(Spatial localization data)

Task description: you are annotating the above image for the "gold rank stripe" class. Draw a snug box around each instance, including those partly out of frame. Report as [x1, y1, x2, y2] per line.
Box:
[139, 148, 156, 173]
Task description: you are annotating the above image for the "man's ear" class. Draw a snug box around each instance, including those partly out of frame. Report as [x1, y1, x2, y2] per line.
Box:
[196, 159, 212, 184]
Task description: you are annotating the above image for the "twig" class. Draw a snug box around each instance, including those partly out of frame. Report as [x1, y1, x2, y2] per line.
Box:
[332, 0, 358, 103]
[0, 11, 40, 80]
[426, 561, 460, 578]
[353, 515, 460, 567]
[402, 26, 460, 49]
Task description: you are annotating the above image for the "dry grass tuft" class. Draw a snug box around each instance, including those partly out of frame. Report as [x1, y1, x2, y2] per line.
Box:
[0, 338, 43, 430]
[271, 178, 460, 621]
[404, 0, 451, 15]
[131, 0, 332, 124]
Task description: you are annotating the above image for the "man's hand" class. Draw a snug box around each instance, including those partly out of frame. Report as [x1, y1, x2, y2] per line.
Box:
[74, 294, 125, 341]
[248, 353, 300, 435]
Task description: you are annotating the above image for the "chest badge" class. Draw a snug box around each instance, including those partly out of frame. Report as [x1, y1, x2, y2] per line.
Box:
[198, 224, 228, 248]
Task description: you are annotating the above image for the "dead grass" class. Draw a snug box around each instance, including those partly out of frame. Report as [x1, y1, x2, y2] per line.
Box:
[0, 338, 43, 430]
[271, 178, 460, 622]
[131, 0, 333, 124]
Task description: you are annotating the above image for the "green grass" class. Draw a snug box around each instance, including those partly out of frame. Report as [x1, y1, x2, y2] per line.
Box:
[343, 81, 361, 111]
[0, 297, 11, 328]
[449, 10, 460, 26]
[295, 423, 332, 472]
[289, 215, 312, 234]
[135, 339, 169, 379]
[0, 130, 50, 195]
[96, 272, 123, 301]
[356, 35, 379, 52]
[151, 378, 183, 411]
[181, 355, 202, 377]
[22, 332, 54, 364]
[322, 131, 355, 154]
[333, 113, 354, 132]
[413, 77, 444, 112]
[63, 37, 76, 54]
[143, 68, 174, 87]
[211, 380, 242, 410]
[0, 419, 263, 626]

Exercise directions:
Could you retype all of the entries, leaving every character unchanged?

Exercise solution:
Task description: you are annotating the above image for the "gold rank stripe" class. Draw a snug box around each instance, including those partly out of frame. Report as [x1, y1, x2, y2] per line.
Box:
[139, 148, 156, 173]
Task description: you are annotating the above image for the "man's ear" class. Draw a snug box around each instance, including those partly out of frame. Report as [x1, y1, x2, y2] per line.
Box:
[196, 159, 212, 184]
Task description: you are annotating the above image for the "twig" class. Draw a snug box around each instance, including those partly out of frame. Report as [x1, y1, x2, y2] per line.
Box:
[332, 0, 358, 103]
[0, 11, 40, 80]
[426, 561, 460, 578]
[353, 515, 460, 567]
[402, 26, 460, 49]
Task description: you are annotating the above image for the "dry grass tuft" class. Draw a snug box around each instance, including those partly out of frame. Report as [x1, y1, x2, y2] per line.
Box:
[0, 338, 43, 430]
[271, 178, 460, 621]
[404, 0, 451, 15]
[131, 0, 332, 124]
Task description: you are annotating the above image for the "man's hand" class. Draw a snug box around each instance, including those partly out of frame. Report as [x1, y1, x2, y2] per line.
Box:
[74, 294, 125, 341]
[248, 353, 300, 435]
Task description: you are annotating the above image for the "chest badge" class. Draw a snug box around each instance, including those partly out of frame. Report as [x1, y1, x2, y2] per line.
Box:
[198, 224, 228, 248]
Task description: you are annotating the above image for the "dead grass" class. Draw a snug box around each instance, including those partly out of frame. Report as [x1, y1, x2, y2] per line.
Box:
[0, 338, 43, 430]
[271, 178, 460, 622]
[131, 0, 333, 124]
Task description: you are annotating the above image for the "green grass" class. Draw a snug box around each instance, including those partly out of frame. Report as [x1, y1, x2, y2] per line.
Box:
[343, 81, 361, 111]
[0, 297, 11, 328]
[449, 10, 460, 26]
[295, 423, 332, 472]
[289, 215, 312, 234]
[135, 339, 169, 379]
[0, 130, 50, 195]
[96, 272, 123, 301]
[356, 35, 379, 52]
[151, 378, 183, 411]
[181, 355, 202, 377]
[22, 332, 54, 364]
[322, 131, 355, 154]
[333, 113, 354, 132]
[413, 77, 444, 112]
[63, 37, 76, 54]
[143, 68, 174, 87]
[211, 380, 242, 410]
[0, 419, 263, 626]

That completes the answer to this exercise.